### Set problem
Rewrite all of the data below as a numbered list, one line per item, with blank lines dropped. Leave the pictures out of your answer.

### Stored rows
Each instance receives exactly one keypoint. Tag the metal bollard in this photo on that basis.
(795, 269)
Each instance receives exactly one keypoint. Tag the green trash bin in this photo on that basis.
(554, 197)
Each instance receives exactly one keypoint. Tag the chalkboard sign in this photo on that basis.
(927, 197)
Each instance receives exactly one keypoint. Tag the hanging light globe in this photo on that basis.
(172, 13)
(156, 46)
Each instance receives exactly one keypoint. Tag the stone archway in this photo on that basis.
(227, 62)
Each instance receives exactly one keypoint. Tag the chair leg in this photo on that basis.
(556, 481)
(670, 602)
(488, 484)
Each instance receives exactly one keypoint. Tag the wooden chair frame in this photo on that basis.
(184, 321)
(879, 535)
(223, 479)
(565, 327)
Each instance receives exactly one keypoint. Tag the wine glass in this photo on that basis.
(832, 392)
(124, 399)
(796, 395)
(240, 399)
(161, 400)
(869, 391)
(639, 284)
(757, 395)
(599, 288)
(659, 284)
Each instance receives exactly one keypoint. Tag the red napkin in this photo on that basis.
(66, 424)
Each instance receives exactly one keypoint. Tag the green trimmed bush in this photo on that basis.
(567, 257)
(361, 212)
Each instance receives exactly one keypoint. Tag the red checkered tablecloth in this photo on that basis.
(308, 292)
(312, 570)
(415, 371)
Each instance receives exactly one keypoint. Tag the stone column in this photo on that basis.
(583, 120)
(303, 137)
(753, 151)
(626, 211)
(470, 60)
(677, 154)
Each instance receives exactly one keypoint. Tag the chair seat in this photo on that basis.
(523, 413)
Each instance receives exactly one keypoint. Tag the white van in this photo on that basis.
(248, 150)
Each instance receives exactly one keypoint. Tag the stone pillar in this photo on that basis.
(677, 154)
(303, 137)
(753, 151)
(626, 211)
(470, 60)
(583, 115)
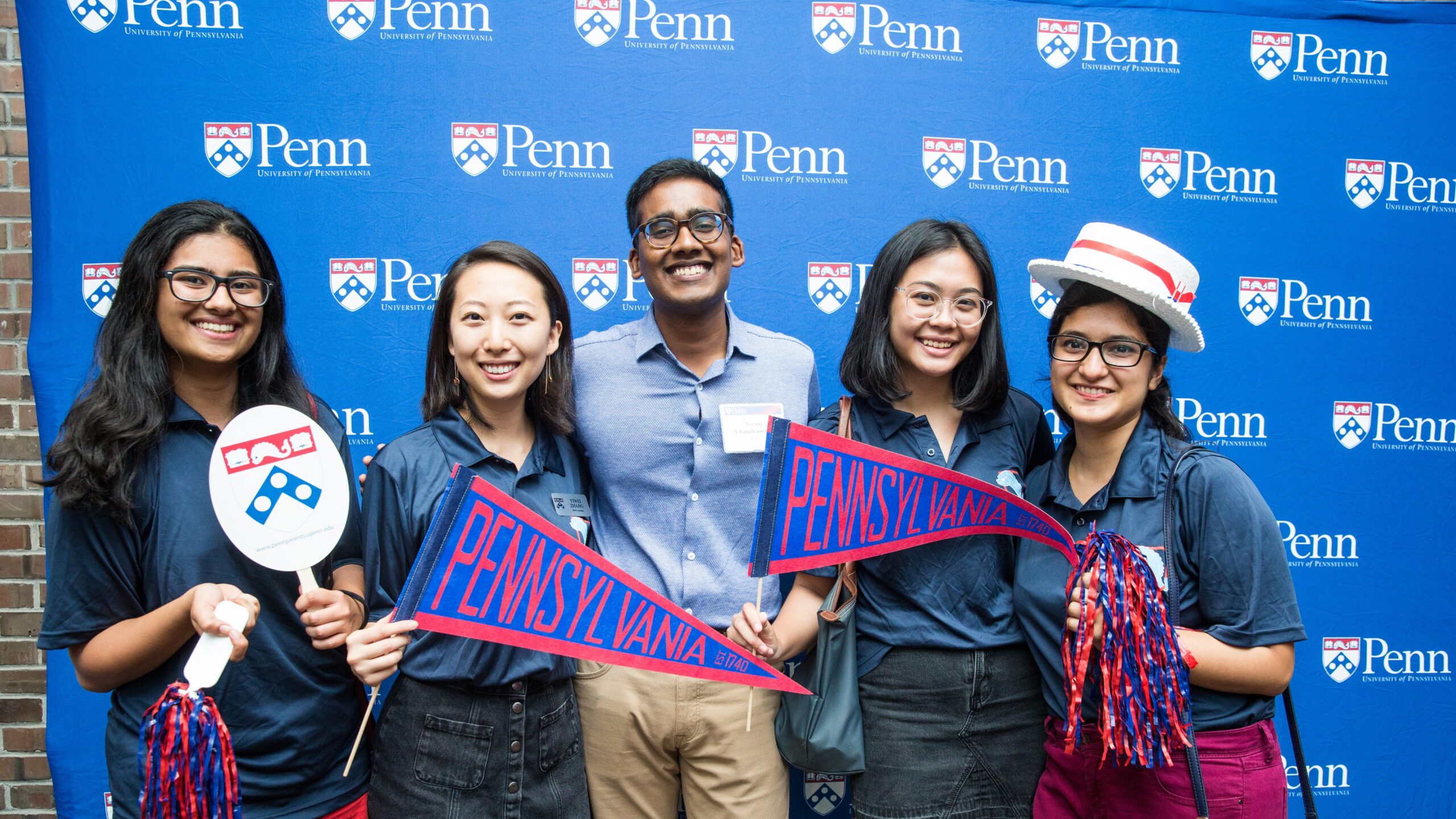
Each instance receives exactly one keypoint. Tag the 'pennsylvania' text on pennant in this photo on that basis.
(491, 569)
(828, 500)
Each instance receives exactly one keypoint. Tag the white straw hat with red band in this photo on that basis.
(1136, 267)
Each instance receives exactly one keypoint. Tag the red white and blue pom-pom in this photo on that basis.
(187, 761)
(1143, 684)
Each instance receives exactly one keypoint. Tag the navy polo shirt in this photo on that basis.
(950, 594)
(292, 709)
(404, 487)
(1232, 574)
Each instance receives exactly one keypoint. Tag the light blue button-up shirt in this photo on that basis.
(672, 507)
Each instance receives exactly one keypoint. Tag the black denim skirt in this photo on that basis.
(510, 752)
(951, 735)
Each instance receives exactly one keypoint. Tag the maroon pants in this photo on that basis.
(1242, 776)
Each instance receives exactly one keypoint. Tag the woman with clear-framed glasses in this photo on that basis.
(947, 688)
(137, 560)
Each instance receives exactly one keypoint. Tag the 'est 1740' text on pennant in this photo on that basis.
(491, 569)
(828, 500)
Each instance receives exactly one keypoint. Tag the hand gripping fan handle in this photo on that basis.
(213, 651)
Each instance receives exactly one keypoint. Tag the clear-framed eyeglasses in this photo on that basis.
(663, 234)
(1116, 351)
(966, 311)
(190, 284)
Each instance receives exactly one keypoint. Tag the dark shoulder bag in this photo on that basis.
(1194, 768)
(823, 730)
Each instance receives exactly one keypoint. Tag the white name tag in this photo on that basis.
(746, 426)
(568, 504)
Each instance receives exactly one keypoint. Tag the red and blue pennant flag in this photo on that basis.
(491, 569)
(828, 500)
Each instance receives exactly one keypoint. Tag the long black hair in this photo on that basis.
(870, 365)
(549, 400)
(121, 414)
(1160, 401)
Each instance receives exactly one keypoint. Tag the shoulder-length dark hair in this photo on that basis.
(549, 400)
(1160, 403)
(870, 365)
(124, 408)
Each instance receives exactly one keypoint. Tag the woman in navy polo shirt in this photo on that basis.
(137, 560)
(1124, 302)
(948, 691)
(475, 727)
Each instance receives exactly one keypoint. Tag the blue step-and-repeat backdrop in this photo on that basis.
(1299, 154)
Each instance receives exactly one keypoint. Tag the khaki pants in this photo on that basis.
(648, 734)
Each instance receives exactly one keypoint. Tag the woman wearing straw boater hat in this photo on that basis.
(1124, 302)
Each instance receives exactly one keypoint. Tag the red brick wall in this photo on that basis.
(25, 779)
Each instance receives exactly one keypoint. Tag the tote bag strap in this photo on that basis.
(1200, 799)
(846, 570)
(1194, 768)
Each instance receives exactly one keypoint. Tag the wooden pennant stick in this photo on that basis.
(756, 605)
(360, 735)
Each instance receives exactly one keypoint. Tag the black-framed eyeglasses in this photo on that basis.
(190, 284)
(966, 311)
(663, 232)
(1116, 351)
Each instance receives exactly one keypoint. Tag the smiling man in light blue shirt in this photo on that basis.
(675, 503)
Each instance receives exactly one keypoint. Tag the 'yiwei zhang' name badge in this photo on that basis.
(746, 426)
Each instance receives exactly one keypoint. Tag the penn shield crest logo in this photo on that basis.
(597, 21)
(594, 282)
(277, 478)
(100, 286)
(1340, 657)
(823, 792)
(1270, 51)
(1160, 169)
(1351, 423)
(95, 15)
(1259, 299)
(353, 282)
(1043, 299)
(1057, 40)
(474, 144)
(351, 18)
(715, 149)
(833, 25)
(944, 159)
(228, 144)
(1365, 180)
(830, 284)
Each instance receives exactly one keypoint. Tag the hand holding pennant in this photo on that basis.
(491, 569)
(826, 500)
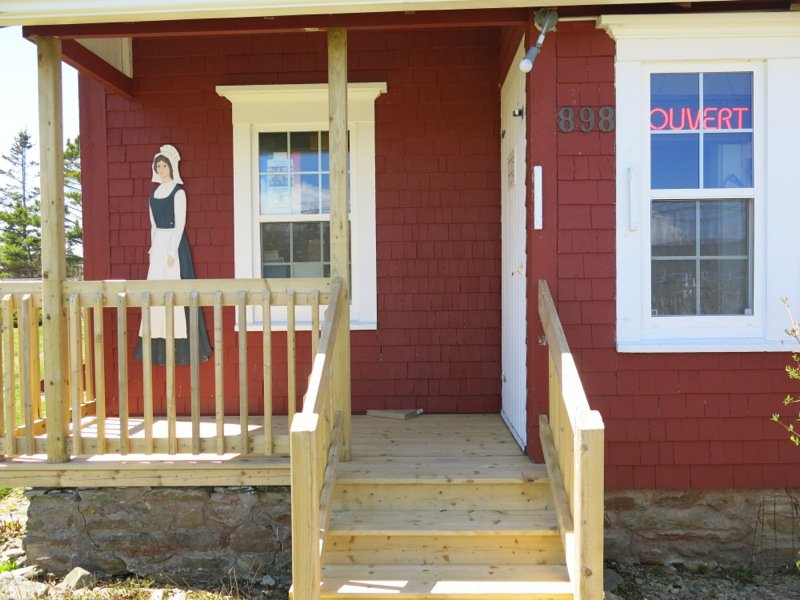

### Solved exercise
1. Each instance receives exactly one keypoint. Tag the metal bollard in this photo on that basis.
2. (795, 269)
3. Each instance receives exactly one keypoint. Tag the green trash bin in this photo on that basis.
4. (554, 197)
5. Each instance receives exactly one keypoint. Tag the chalkboard sign in this photo on that basis.
6. (927, 197)
7. Each instance receives exactly one keypoint. Tag the hanging light globe in this photo on that basis.
8. (172, 13)
9. (156, 46)
10. Each instance receives exactly one keypoint. Tag the stone archway in this photo on that basis.
11. (227, 62)
12. Each instance receives exactly one keypoint. Tag the chair leg in this photo on that basis.
13. (556, 481)
14. (670, 602)
15. (488, 484)
16. Each instance receives exactly one keypoint. Tag the wooden chair frame in this photo on that basis.
17. (184, 321)
18. (879, 535)
19. (223, 479)
20. (565, 327)
21. Each instance receives exactly one keypoint. Tag the wine glass in this photo on that basis.
22. (832, 392)
23. (124, 399)
24. (796, 395)
25. (240, 399)
26. (161, 400)
27. (869, 391)
28. (639, 284)
29. (757, 395)
30. (599, 288)
31. (659, 284)
32. Each instance receives exactly one keypoint. Tag the red napkin in this photo on that basis.
33. (66, 424)
34. Each instance receives exactly one keypoint. Tag the green trimmed bush in this photo on that basis.
35. (567, 257)
36. (361, 212)
37. Each instance receives exactly one keypoint. Tag the red checkered tablecloth in this photo on that basis.
38. (308, 292)
39. (312, 570)
40. (415, 371)
41. Each instance receives exactly one keypoint. Tag the stone column in this photo on that basis.
42. (583, 120)
43. (303, 137)
44. (753, 151)
45. (626, 211)
46. (470, 60)
47. (677, 154)
48. Each instance receives exactly one keypoint. Tag the chair seat in this photo on that basis.
49. (523, 413)
50. Each instance receives exactly one keypoint. Tag the white van in this photo on that basis.
51. (248, 150)
52. Each instance receives exactly one keypoint. Tag the stone pillar in this photo on that basis.
53. (677, 154)
54. (303, 137)
55. (753, 151)
56. (626, 211)
57. (470, 60)
58. (583, 115)
59. Each instance receives exactly one keypoint. Tag the 'pennsylvania' text on pennant in this photo on that basis.
60. (491, 569)
61. (828, 500)
62. Each instance receives exactly one keypoint. Tag the white straw hat with red band in this photo on that basis.
63. (1136, 267)
64. Each instance receives exactly one keypoint. Tag the red white and blue pom-pom in this photo on that basis.
65. (187, 761)
66. (1143, 684)
67. Each instance receives exactly one keypoint. Tag the navy polo shirt in this photo on that basis.
68. (950, 594)
69. (292, 709)
70. (404, 487)
71. (1232, 574)
72. Each instance receives exactly one keypoint. Tag the light blue button-up shirt in this photo on that basis.
73. (672, 507)
74. Each instance receives exactly one keypoint. Tag the black denim skirt in this photo on that basis.
75. (510, 752)
76. (951, 735)
77. Each instance receives exactly one keypoint. Tag the maroon pants in this photo on that basis.
78. (1242, 776)
79. Each instance receives exactly one keypoint. Tag the woman with clear-framed glasses in this photo on that basis.
80. (947, 688)
81. (137, 560)
82. Each instance receives exactly one keypoint. Tag the 'est 1740' text on pennant in this photo on that basis.
83. (491, 569)
84. (828, 500)
85. Each instance receives exactly one keypoint. Tag the hand gripping fan handle in this photo on that basis.
86. (213, 651)
87. Each instance receives exactly one keypoint. Tag the clear-framed eyeglasses in this photo on that basis.
88. (663, 234)
89. (1116, 351)
90. (966, 311)
91. (190, 284)
92. Each instance receives exactly one keypoint. Tag the dark shoulder bag in this photo on that basis.
93. (1194, 768)
94. (823, 730)
95. Each instance receives exactly one keypoint. Tag the white name tag in this photo on that basis.
96. (746, 426)
97. (568, 504)
98. Each instance receives exactly one keypoint. Tag the red and blue pennant flag in this photo on that basis.
99. (491, 569)
100. (828, 500)
101. Each instance receives exactly one keypoint. Tag the long black hair in this photo on that basis.
102. (870, 365)
103. (549, 400)
104. (121, 414)
105. (1160, 401)
106. Each instance receives exactly one keypoint. Tag the shoulder-length dark hair in this photo on that basis.
107. (549, 400)
108. (1160, 403)
109. (870, 365)
110. (124, 408)
111. Each instance receives exactly one keypoint. Tag the woman in navy polo shirt in this photo on that basis.
112. (137, 560)
113. (1124, 302)
114. (948, 691)
115. (475, 727)
116. Each instance receives exactly one keypoint. Tag the blue step-and-repeat backdrop in this photo on that basis.
117. (1299, 154)
118. Each instance receives exactly one keypoint. Tag the khaki pants in this photo on that basis.
119. (648, 734)
120. Each instance receives exactly one keypoint. Tag the woman wearing straw boater hat in this photo on that basis.
121. (1124, 302)
122. Each instance receives exactly one keypoint. Tag the red brick wall in this photo on that basis.
123. (25, 779)
124. Each instance receives exactly one keypoint. Tag the tote bag strap in this photo on that basis.
125. (1200, 799)
126. (846, 570)
127. (1194, 768)
128. Each instance receives exactly one keypoint. Tag the wooden pennant stick in this photo on that basis.
129. (756, 605)
130. (360, 735)
131. Each instance receives exactly one keypoint. Tag the black-framed eyeglasses in this photo on that basis.
132. (190, 284)
133. (966, 311)
134. (663, 232)
135. (1116, 351)
136. Each instance receives exactly one keypoint. Tag the smiling man in light blue shirt in this photo on that basis.
137. (675, 503)
138. Each instance receives exactly one keypoint. Tag the 'yiwei zhang' name badge in this photo on that basis.
139. (746, 426)
140. Each instance receives exactly one keypoint. Tag the penn shield crest logo in this photo on that basis.
141. (597, 21)
142. (594, 282)
143. (277, 478)
144. (100, 286)
145. (1340, 657)
146. (823, 792)
147. (1270, 51)
148. (1160, 169)
149. (1351, 423)
150. (95, 15)
151. (1259, 299)
152. (353, 282)
153. (1043, 299)
154. (1057, 40)
155. (474, 144)
156. (351, 18)
157. (715, 149)
158. (833, 25)
159. (944, 159)
160. (228, 144)
161. (1365, 180)
162. (830, 284)
163. Each instance receives exactly one keypoint. Tag the hand holding pennant in this photo on that basis.
164. (491, 569)
165. (826, 500)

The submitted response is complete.